• [Texto de leitura]:
..........

O remorso de Baltazar Serapião, de Valter Hugo Mãe


Ficha técnica
Título – O remorso de Baltazar Serapião
Autor – Valter Hugo Mãe
Editora – Porto Editora
Páginas – 278
Datas de leitura – de 05 a 09 de abril de 2016


Opinião
Se dúvidas ainda houvesse, esta obra deita-as por terra – é prova claríssima do indiscutível talento de Valter Hugo Mãe como criador de histórias. Afasta-se daquilo que atravessa obras já lidas e aconchegadas num cantinho especial, ou seja, de um pendor mais poético, carregado de sensibilidade, beleza e outras emoções que despoletam empatia para com as personagens (como O filho de mil homens ou A máquina de fazer espanhóis) e abalroa-nos, usando as palavras do meu Saramago, com um tsunami que sacode violentamente os alicerces de todo o livrólico e amante da língua lusa.

..........

• [Dados fornecidos]:
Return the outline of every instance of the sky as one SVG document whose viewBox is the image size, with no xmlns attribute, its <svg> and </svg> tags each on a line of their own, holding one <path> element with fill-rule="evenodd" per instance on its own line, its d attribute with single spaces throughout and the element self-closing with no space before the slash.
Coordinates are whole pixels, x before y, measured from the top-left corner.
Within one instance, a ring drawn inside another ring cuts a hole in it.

..........

• [O que se pede]: Indique, por favor, qual é a editora do livro segundo a ficha técnica do texto de leitura. O material não tem qualquer papel neste exercício.

• [Exercício resolvido]: Porto Editora.